作業内容 >> 項目の先頭から「[0,127,345,214]」を含む行までを、その行も含めて一字一句そのまま書き写しなさい。画像は解答に含めないこと。

データ >>
* * * *

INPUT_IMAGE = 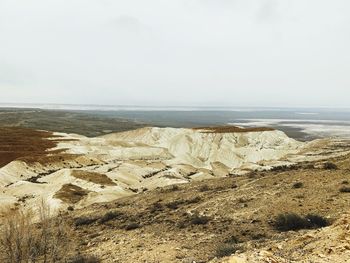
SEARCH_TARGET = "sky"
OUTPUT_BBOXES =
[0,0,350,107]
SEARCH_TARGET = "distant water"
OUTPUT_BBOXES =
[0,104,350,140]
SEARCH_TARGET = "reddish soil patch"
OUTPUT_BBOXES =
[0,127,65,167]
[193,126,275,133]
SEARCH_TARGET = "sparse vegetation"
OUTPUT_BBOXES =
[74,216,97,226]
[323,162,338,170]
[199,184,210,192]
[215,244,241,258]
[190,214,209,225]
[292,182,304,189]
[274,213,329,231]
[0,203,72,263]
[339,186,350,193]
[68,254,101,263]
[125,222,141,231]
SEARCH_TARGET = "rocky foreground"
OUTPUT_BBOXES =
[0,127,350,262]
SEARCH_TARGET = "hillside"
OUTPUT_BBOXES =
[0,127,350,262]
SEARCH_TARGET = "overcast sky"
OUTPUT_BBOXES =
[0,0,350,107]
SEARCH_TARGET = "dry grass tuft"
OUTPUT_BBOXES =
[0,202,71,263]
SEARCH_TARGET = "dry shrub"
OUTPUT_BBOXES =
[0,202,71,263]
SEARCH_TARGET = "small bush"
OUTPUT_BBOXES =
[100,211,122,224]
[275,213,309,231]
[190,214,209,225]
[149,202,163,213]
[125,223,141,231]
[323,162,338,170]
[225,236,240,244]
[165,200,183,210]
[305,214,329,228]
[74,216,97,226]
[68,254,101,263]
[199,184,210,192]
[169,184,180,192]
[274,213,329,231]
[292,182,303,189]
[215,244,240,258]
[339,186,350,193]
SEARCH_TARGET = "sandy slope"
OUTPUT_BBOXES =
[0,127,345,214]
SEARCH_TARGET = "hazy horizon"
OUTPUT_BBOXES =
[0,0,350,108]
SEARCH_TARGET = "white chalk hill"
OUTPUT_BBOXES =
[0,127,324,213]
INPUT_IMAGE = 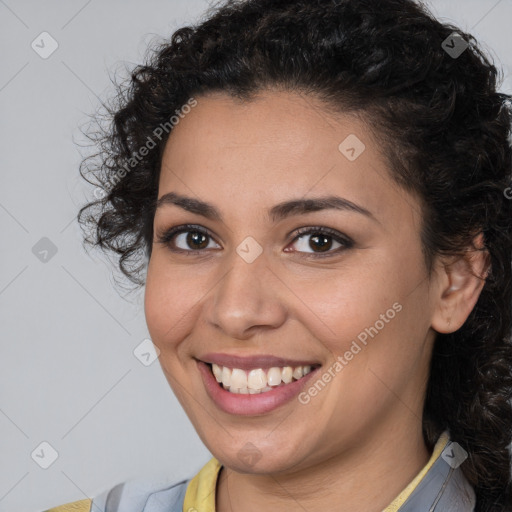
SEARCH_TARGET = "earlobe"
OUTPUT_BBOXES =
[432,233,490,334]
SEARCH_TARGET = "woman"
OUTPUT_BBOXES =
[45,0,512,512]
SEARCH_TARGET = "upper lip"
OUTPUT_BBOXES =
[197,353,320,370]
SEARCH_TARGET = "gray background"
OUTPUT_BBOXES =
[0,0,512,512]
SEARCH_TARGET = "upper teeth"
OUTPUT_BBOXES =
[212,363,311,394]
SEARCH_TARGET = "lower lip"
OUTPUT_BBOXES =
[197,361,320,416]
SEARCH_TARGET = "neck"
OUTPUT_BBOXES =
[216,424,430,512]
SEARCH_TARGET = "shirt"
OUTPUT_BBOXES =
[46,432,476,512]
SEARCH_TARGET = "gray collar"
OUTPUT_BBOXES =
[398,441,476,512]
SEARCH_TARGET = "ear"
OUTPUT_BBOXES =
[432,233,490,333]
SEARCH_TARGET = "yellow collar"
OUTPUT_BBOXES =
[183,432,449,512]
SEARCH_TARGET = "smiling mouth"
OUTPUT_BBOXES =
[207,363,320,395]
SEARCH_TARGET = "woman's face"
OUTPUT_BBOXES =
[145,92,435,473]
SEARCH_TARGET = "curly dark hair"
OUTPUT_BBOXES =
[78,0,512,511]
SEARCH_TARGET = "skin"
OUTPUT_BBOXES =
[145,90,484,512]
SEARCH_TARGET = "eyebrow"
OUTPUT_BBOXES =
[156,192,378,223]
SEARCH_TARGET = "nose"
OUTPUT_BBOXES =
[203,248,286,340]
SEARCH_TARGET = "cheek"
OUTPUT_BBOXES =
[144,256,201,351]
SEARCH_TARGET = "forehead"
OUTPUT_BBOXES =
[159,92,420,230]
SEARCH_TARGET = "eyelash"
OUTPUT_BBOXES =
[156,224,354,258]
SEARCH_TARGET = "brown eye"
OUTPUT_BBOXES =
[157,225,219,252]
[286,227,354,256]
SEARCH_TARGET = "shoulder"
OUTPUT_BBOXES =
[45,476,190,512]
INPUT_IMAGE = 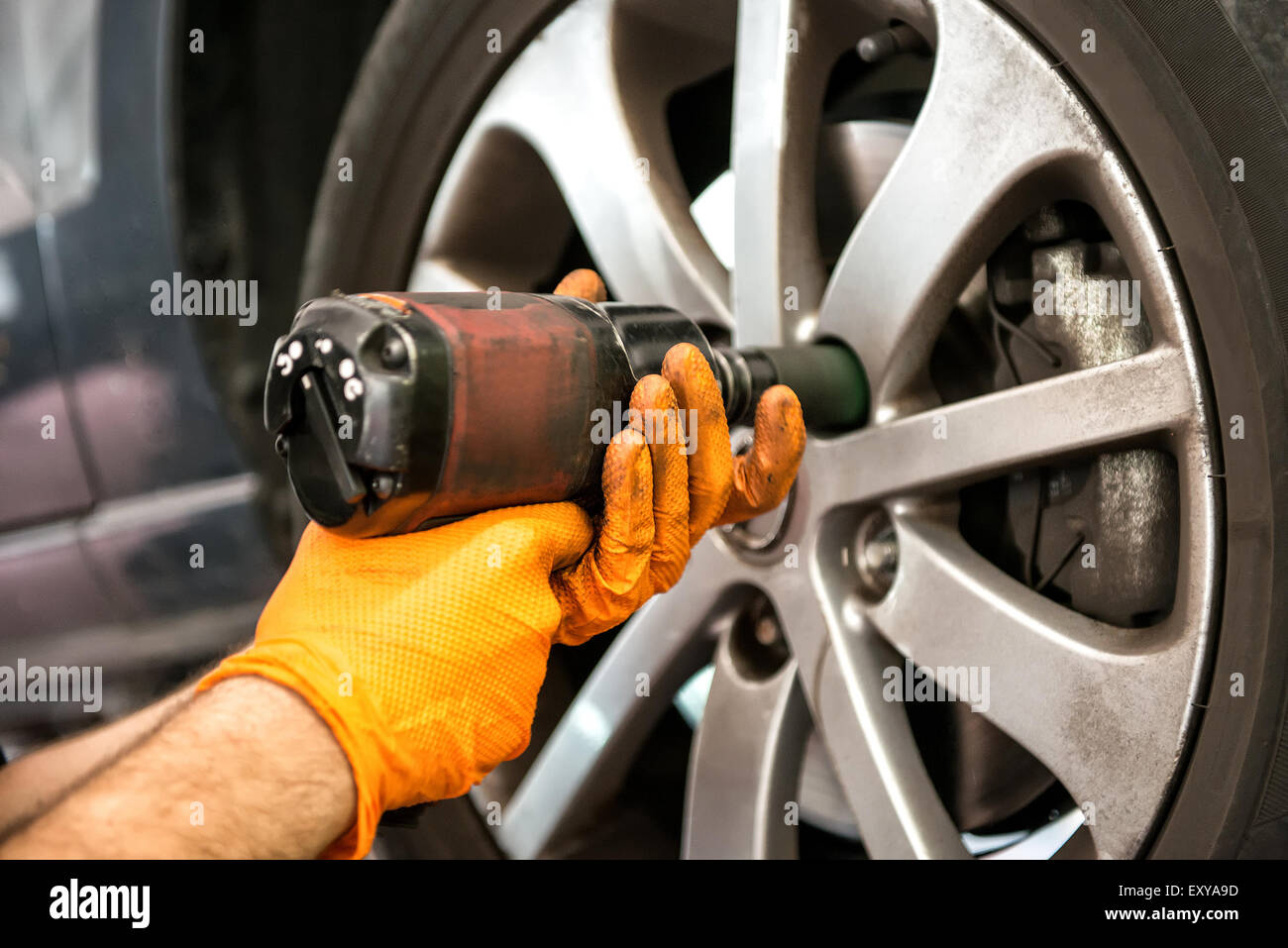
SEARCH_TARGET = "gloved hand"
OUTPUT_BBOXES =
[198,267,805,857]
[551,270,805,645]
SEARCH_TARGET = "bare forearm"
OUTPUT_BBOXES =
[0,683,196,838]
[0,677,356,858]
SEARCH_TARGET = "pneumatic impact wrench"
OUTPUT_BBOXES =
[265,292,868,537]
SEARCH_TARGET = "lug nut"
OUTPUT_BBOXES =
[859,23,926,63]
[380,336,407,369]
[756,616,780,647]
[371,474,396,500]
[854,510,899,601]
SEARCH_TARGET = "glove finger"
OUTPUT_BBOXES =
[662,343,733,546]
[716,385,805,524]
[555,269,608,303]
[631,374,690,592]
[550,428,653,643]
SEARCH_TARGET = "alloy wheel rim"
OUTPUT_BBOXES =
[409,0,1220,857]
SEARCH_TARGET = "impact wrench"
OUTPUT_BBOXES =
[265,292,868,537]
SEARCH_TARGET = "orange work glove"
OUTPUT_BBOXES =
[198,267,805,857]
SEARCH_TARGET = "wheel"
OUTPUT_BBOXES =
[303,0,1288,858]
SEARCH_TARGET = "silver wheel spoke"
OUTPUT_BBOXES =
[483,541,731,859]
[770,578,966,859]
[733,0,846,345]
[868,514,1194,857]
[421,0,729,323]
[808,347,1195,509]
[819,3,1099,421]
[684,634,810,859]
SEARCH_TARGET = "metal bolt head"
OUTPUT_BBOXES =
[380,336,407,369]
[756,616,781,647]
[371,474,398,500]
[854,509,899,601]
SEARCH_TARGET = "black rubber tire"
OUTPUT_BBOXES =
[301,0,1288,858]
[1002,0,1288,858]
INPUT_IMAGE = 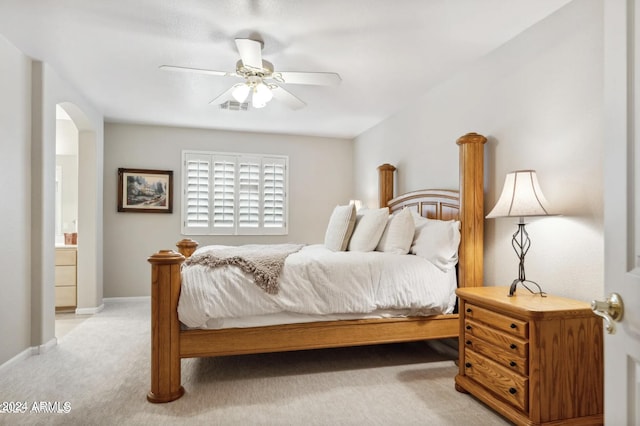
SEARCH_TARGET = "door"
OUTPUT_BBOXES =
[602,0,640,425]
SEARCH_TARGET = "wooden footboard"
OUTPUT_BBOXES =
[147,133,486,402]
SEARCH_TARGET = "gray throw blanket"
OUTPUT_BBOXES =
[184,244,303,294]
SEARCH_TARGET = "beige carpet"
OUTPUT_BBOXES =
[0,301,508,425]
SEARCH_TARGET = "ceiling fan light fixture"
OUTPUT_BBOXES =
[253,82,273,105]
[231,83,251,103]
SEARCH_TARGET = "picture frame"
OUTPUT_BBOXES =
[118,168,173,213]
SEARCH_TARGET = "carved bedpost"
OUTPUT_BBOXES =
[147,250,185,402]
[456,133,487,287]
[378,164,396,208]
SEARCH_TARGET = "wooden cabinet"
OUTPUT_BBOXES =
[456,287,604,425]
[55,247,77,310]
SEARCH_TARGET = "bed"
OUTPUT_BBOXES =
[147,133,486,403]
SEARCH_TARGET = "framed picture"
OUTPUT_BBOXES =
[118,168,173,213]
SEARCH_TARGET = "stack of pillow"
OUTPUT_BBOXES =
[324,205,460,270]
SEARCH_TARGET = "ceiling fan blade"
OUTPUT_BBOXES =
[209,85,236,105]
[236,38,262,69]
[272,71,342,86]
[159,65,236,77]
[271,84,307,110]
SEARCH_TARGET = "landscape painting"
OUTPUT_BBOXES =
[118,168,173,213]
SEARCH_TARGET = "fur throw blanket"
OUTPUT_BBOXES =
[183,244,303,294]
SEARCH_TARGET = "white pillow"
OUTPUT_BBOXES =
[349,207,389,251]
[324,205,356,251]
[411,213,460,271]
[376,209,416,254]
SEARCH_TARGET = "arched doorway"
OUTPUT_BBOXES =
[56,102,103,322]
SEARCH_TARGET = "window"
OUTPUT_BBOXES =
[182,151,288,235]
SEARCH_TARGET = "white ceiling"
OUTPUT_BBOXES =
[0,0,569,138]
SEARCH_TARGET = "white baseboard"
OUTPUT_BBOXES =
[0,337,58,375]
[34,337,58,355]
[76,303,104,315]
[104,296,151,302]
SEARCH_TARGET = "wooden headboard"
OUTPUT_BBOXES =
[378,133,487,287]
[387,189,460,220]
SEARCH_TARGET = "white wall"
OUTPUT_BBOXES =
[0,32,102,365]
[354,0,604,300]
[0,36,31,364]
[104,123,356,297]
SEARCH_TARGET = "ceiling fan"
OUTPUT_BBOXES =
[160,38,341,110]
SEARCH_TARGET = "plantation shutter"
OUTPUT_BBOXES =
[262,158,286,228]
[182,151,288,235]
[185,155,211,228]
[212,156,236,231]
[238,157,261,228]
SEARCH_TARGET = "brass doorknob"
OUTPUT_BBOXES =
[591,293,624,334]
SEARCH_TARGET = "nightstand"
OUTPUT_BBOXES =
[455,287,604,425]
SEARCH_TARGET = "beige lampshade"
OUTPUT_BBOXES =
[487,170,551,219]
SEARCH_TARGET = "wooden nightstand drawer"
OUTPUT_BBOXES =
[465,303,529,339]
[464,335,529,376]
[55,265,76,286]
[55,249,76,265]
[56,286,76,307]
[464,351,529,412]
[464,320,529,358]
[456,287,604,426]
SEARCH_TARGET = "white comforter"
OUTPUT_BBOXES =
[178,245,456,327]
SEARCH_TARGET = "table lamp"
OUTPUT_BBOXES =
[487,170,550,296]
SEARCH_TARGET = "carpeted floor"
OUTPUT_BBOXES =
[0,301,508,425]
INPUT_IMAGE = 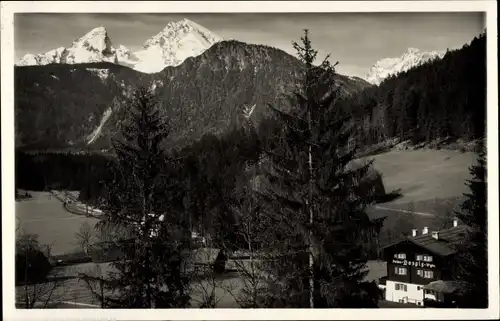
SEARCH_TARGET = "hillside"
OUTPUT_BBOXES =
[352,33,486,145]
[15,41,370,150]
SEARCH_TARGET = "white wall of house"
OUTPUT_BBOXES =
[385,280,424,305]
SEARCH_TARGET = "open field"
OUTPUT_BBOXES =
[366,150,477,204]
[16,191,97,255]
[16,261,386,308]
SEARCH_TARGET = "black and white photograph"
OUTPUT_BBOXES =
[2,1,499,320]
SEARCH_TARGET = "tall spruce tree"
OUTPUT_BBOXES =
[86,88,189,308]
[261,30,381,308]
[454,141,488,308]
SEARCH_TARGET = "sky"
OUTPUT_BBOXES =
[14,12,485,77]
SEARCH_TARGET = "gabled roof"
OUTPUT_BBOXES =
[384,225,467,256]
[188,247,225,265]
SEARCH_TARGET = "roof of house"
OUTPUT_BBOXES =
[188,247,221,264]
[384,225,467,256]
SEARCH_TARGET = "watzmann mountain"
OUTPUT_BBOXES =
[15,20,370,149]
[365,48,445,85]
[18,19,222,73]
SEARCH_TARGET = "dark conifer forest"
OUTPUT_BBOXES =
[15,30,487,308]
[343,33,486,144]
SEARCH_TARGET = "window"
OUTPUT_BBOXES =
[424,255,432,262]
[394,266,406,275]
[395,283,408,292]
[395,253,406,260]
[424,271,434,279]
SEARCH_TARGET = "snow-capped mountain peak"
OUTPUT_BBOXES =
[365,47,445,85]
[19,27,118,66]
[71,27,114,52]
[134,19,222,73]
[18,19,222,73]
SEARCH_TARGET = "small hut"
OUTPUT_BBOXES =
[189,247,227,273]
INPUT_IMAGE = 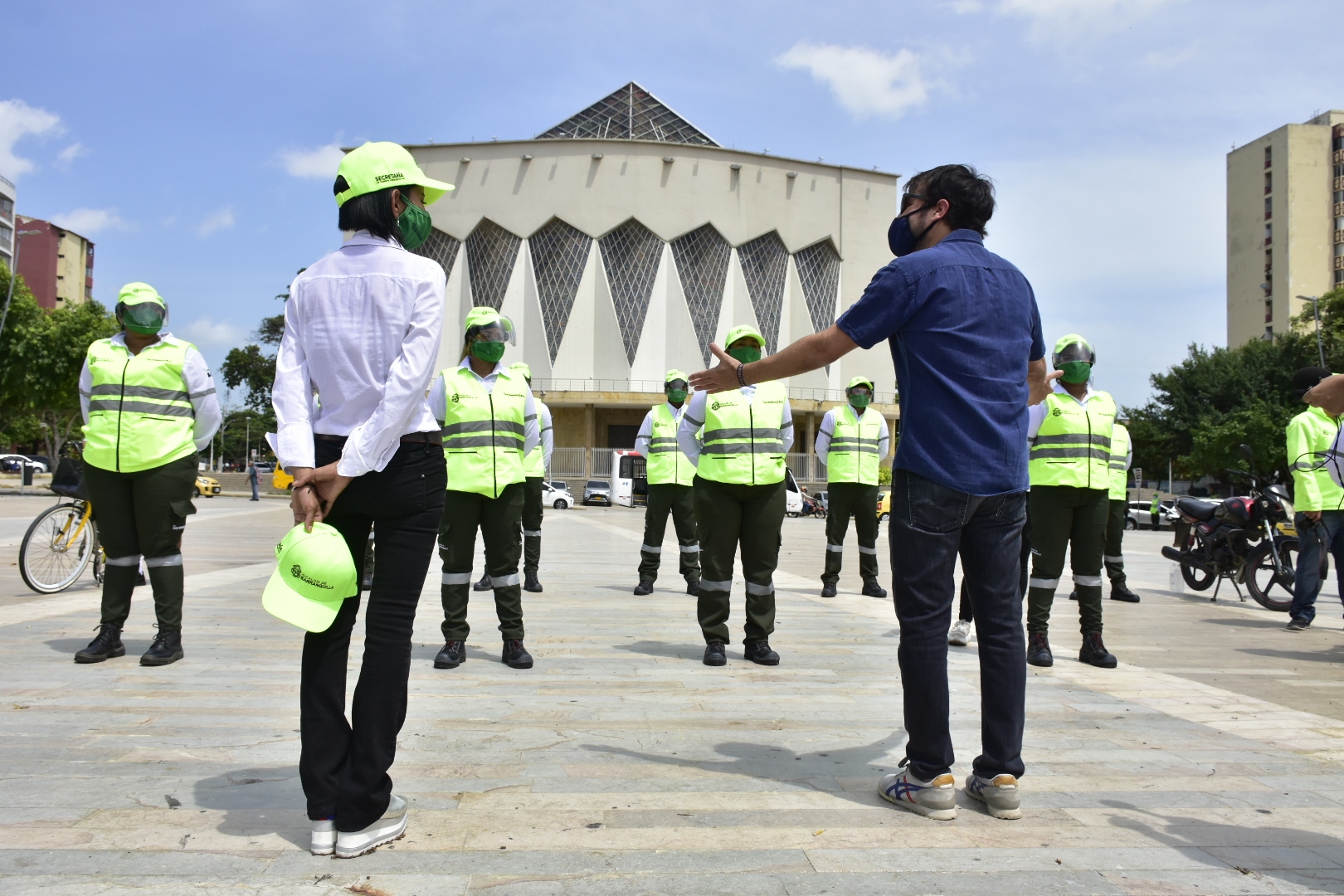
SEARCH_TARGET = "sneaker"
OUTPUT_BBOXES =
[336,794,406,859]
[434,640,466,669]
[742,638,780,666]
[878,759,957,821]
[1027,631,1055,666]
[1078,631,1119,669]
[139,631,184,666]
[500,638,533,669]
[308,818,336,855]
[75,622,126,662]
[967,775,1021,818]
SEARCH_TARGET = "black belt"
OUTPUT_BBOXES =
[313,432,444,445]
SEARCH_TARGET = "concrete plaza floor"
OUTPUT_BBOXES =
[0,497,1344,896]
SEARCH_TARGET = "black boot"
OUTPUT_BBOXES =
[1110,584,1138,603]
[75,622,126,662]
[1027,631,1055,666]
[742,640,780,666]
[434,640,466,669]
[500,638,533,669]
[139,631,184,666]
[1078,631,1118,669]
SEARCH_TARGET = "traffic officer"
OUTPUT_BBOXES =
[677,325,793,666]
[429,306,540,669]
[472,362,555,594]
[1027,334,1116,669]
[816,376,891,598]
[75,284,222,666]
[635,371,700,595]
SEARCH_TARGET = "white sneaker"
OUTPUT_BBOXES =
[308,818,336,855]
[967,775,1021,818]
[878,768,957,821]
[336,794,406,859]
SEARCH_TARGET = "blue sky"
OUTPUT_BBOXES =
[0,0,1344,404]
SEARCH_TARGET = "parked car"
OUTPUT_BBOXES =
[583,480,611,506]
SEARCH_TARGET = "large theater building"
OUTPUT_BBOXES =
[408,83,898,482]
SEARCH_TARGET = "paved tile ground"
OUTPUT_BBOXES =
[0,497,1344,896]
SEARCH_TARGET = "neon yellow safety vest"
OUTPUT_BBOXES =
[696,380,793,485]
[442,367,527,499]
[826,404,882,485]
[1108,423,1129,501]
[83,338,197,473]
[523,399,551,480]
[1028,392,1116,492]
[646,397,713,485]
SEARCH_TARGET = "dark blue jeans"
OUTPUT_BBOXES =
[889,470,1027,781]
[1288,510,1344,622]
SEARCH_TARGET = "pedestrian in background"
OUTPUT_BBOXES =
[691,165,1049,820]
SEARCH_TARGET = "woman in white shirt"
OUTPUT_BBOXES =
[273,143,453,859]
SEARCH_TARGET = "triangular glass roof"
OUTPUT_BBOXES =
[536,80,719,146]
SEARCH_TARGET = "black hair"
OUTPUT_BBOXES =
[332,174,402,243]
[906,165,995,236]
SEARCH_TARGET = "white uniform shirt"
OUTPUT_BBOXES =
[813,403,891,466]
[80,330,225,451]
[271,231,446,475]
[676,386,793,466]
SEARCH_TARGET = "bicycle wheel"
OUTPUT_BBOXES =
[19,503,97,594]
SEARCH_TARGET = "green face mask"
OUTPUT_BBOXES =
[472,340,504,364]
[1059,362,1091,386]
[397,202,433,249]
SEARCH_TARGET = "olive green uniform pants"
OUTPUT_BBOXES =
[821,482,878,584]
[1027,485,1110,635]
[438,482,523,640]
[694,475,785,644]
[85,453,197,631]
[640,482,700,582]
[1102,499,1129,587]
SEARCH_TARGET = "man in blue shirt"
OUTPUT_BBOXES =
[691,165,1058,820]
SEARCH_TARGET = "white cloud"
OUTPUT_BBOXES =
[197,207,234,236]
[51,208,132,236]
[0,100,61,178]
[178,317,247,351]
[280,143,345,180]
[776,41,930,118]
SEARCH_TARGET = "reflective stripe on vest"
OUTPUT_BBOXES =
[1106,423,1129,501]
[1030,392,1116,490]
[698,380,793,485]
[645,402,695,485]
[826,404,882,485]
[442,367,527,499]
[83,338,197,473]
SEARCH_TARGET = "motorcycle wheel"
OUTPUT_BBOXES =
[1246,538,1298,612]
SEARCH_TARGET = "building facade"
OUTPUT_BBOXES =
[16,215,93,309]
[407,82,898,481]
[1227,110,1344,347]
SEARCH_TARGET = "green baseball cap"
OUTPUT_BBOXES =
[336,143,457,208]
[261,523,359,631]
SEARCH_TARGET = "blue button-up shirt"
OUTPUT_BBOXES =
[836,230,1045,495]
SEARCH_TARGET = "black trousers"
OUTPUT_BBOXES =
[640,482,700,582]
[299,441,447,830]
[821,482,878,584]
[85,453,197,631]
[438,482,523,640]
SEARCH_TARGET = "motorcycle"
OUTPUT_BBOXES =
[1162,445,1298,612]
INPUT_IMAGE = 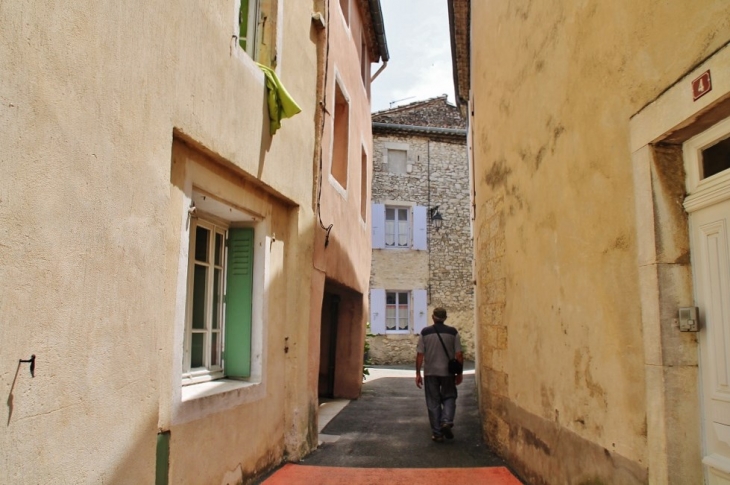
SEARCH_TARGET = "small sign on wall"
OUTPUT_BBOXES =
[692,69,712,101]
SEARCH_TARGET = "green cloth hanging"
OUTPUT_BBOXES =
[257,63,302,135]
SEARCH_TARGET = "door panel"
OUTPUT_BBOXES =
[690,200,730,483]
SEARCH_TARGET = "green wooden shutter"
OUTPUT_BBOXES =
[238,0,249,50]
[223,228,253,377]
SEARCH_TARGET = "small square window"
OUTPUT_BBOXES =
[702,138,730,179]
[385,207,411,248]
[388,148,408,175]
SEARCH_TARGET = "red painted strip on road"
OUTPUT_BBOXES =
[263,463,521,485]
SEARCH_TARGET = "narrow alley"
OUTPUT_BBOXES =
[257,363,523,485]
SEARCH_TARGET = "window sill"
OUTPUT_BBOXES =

* * * *

記述解答 >>
INPUT_IMAGE = 
SEARCH_TARGET = "sky"
OUTPUT_BBOXES =
[0,0,350,107]
SEARCH_TARGET = "distant water"
OUTPUT_BBOXES =
[0,104,350,140]
SEARCH_TARGET = "reddish soil patch"
OUTPUT_BBOXES =
[0,127,65,167]
[193,126,275,133]
SEARCH_TARGET = "sparse vegetation"
OUTPUT_BBOXES =
[74,216,97,226]
[323,162,338,170]
[199,184,210,192]
[215,244,241,258]
[190,214,209,225]
[292,182,304,189]
[274,213,329,231]
[0,203,72,263]
[339,186,350,193]
[68,254,101,263]
[125,222,141,231]
SEARCH_TARGET = "rocky foreground"
OUTPUT_BBOXES =
[0,127,350,262]
SEARCH_TARGET = "hillside"
OUTPUT_BBOXES =
[0,127,350,262]
SEARCH_TARGET = "overcast sky"
OUTPUT_BBOXES =
[0,0,350,107]
SEARCH_TARGET = "dry grass tuft"
OUTPUT_BBOXES =
[0,202,71,263]
SEARCH_TARGET = "dry shrub"
OUTPUT_BBOXES =
[0,202,71,263]
SEARCH_TARGET = "small bush"
OUTPUT_BBOXES =
[100,211,122,224]
[275,213,309,231]
[190,214,209,225]
[149,202,163,213]
[125,223,141,231]
[323,162,338,170]
[225,236,240,244]
[165,200,183,210]
[305,214,329,228]
[74,216,97,226]
[68,254,101,263]
[199,184,210,192]
[169,184,180,192]
[274,213,329,231]
[292,182,303,189]
[215,244,240,258]
[339,186,350,193]
SEARCH_TARGET = "sandy slope"
OUTPUT_BBOXES =
[0,127,345,214]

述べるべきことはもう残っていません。